> [Task statement]:
Return, from the lines below, each one that includes the word "wooden".

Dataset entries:
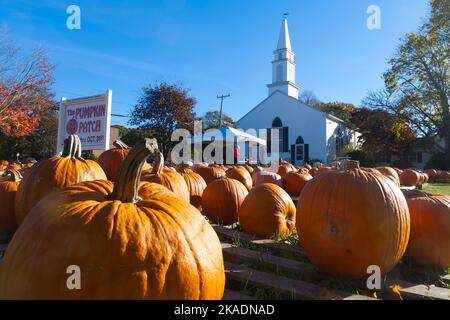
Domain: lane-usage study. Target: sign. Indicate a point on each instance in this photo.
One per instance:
(87, 117)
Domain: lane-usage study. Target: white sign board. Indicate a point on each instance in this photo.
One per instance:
(87, 117)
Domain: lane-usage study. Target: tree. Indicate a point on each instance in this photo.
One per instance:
(338, 109)
(24, 89)
(308, 97)
(211, 120)
(163, 108)
(417, 81)
(382, 132)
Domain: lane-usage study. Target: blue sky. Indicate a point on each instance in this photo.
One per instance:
(211, 46)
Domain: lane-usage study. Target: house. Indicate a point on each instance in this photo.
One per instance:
(305, 133)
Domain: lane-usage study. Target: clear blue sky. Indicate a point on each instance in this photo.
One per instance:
(211, 46)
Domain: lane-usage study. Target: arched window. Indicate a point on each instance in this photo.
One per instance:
(276, 123)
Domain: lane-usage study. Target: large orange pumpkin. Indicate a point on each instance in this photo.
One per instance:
(294, 182)
(196, 185)
(8, 189)
(429, 244)
(242, 175)
(58, 172)
(221, 200)
(171, 179)
(267, 211)
(211, 173)
(349, 220)
(126, 248)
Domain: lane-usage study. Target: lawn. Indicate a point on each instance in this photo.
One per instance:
(437, 188)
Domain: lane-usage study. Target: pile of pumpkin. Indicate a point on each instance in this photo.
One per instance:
(136, 229)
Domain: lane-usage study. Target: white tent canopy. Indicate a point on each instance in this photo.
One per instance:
(228, 135)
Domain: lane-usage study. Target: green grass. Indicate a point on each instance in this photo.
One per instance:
(437, 188)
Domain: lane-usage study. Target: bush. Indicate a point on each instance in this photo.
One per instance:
(437, 161)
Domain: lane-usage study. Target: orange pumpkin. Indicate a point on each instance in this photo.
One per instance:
(429, 244)
(110, 160)
(55, 173)
(261, 177)
(241, 174)
(196, 185)
(267, 211)
(221, 200)
(293, 183)
(171, 179)
(126, 248)
(211, 173)
(8, 189)
(349, 220)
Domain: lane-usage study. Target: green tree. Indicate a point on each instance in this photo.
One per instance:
(163, 108)
(211, 120)
(417, 81)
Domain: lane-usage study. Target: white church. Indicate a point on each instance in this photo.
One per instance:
(305, 133)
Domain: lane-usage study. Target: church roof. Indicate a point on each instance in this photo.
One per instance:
(284, 42)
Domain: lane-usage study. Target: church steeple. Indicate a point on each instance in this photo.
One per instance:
(283, 65)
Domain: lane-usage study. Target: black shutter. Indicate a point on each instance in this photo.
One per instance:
(306, 151)
(285, 139)
(293, 153)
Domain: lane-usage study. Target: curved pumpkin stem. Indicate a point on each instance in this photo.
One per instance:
(119, 144)
(127, 181)
(72, 147)
(159, 163)
(14, 175)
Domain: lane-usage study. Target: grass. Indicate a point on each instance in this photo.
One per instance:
(437, 188)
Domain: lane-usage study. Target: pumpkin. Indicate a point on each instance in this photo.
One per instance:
(55, 173)
(242, 175)
(390, 173)
(8, 189)
(210, 173)
(261, 177)
(293, 183)
(351, 219)
(196, 185)
(126, 248)
(221, 200)
(171, 179)
(409, 177)
(110, 160)
(429, 243)
(267, 211)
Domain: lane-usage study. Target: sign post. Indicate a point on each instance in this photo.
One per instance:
(87, 117)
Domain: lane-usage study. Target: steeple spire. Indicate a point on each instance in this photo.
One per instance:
(283, 65)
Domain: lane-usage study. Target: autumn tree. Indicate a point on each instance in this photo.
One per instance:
(24, 88)
(162, 109)
(417, 81)
(211, 120)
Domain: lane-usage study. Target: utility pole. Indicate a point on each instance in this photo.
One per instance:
(221, 105)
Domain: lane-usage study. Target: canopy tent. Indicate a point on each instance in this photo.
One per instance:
(228, 135)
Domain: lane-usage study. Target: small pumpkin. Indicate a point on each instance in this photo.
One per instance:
(171, 179)
(221, 200)
(351, 219)
(55, 173)
(126, 248)
(267, 211)
(429, 243)
(294, 182)
(8, 189)
(242, 175)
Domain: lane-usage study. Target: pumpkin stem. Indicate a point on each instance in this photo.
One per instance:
(159, 163)
(349, 164)
(14, 175)
(127, 181)
(72, 147)
(119, 144)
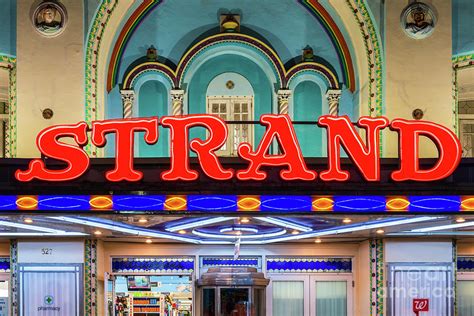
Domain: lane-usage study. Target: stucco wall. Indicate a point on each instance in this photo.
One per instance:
(50, 75)
(419, 73)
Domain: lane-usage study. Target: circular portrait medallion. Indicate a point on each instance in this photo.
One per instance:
(418, 20)
(49, 18)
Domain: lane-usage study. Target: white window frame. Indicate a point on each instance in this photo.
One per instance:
(230, 100)
(309, 285)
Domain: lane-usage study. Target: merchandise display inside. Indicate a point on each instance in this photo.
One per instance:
(155, 295)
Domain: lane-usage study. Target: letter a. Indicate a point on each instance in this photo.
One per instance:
(279, 127)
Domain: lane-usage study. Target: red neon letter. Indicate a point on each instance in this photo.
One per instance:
(341, 132)
(279, 127)
(49, 145)
(448, 144)
(179, 128)
(124, 140)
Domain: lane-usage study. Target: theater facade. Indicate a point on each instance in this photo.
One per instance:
(218, 157)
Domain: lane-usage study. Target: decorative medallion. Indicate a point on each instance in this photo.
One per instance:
(418, 20)
(50, 18)
(230, 84)
(417, 114)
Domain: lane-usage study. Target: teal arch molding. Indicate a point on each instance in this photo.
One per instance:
(153, 100)
(306, 107)
(258, 79)
(244, 43)
(319, 11)
(100, 26)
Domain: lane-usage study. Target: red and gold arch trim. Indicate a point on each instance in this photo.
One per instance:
(148, 5)
(176, 76)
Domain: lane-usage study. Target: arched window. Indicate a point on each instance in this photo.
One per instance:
(152, 101)
(230, 96)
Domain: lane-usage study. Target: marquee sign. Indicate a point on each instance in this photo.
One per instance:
(341, 132)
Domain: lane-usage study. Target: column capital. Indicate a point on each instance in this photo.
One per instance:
(333, 93)
(128, 99)
(333, 96)
(284, 93)
(283, 100)
(177, 97)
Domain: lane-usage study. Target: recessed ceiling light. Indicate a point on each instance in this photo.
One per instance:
(245, 220)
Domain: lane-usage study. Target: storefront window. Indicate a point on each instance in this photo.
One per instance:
(331, 298)
(209, 302)
(153, 295)
(288, 298)
(4, 297)
(465, 298)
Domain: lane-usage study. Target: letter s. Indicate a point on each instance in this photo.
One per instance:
(49, 145)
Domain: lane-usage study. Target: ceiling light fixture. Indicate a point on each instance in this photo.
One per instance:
(199, 223)
(137, 231)
(284, 223)
(442, 227)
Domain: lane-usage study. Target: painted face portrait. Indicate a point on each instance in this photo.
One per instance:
(49, 19)
(418, 20)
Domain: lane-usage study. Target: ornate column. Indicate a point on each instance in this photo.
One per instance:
(128, 99)
(177, 97)
(333, 98)
(283, 100)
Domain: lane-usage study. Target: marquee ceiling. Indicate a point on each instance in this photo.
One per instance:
(234, 229)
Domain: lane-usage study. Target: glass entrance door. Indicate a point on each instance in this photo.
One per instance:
(235, 301)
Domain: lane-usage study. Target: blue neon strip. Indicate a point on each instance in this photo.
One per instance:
(465, 264)
(285, 203)
(359, 203)
(236, 203)
(212, 203)
(63, 203)
(229, 262)
(152, 264)
(8, 202)
(435, 203)
(312, 265)
(138, 202)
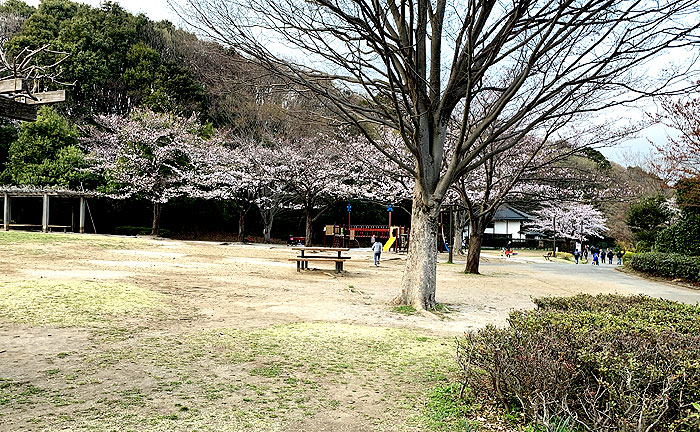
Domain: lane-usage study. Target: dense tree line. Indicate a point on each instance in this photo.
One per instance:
(118, 63)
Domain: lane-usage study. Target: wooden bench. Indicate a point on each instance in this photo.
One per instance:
(39, 226)
(303, 260)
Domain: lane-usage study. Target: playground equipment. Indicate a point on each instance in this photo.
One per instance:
(350, 235)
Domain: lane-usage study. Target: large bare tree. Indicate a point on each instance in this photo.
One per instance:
(411, 65)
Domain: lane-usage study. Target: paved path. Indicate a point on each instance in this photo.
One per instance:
(589, 278)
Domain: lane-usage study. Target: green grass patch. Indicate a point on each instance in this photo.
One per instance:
(445, 410)
(69, 303)
(404, 310)
(24, 237)
(284, 373)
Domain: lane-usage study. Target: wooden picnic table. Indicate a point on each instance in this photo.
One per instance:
(303, 260)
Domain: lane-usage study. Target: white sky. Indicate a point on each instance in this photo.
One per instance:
(159, 10)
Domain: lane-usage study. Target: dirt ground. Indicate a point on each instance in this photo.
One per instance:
(216, 288)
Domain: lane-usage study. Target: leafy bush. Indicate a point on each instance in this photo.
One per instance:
(598, 363)
(132, 230)
(682, 237)
(671, 265)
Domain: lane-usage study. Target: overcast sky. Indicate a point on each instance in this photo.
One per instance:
(159, 10)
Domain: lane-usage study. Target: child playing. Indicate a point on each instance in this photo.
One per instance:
(377, 248)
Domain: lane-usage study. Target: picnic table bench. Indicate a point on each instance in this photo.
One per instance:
(303, 260)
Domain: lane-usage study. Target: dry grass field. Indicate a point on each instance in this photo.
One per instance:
(103, 333)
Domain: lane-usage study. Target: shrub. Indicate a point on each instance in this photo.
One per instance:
(683, 237)
(599, 363)
(671, 265)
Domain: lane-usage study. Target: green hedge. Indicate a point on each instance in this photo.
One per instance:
(598, 363)
(682, 237)
(671, 265)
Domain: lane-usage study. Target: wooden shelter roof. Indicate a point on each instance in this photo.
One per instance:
(23, 192)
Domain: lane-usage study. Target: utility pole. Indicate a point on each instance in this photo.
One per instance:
(554, 243)
(451, 237)
(390, 209)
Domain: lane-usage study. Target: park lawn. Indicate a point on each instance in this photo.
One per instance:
(139, 369)
(33, 239)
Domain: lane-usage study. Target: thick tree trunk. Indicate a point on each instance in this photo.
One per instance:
(155, 227)
(418, 283)
(460, 223)
(267, 229)
(309, 226)
(474, 252)
(241, 226)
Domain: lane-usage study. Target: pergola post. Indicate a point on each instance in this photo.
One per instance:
(45, 215)
(6, 213)
(81, 220)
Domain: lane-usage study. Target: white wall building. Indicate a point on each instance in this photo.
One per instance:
(507, 223)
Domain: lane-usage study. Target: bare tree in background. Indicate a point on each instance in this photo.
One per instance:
(412, 65)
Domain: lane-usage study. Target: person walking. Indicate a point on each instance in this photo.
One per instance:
(620, 254)
(377, 248)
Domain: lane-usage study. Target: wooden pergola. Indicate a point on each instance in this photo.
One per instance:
(45, 195)
(17, 102)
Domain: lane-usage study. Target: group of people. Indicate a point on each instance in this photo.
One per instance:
(599, 255)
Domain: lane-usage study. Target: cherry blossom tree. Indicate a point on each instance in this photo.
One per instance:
(258, 165)
(569, 220)
(536, 170)
(314, 172)
(412, 66)
(156, 157)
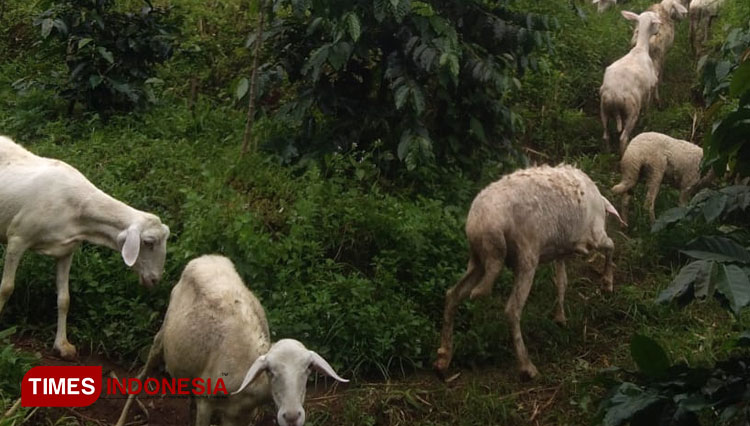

> [Answer space]:
Domain: lane-usage study. Target: wooden bench. Indicate a point on each instance in this photo.
Domain: lane-usage study. Target: wooden picnic table. Indicate a point on each instance in this photo.
Domain: lane-usage study. Target: wooden shelter roof. Indicate a point on each instance in this photo.
Domain: lane-usage study. Target: wooden pergola. Indicate a point on each instance in this photo.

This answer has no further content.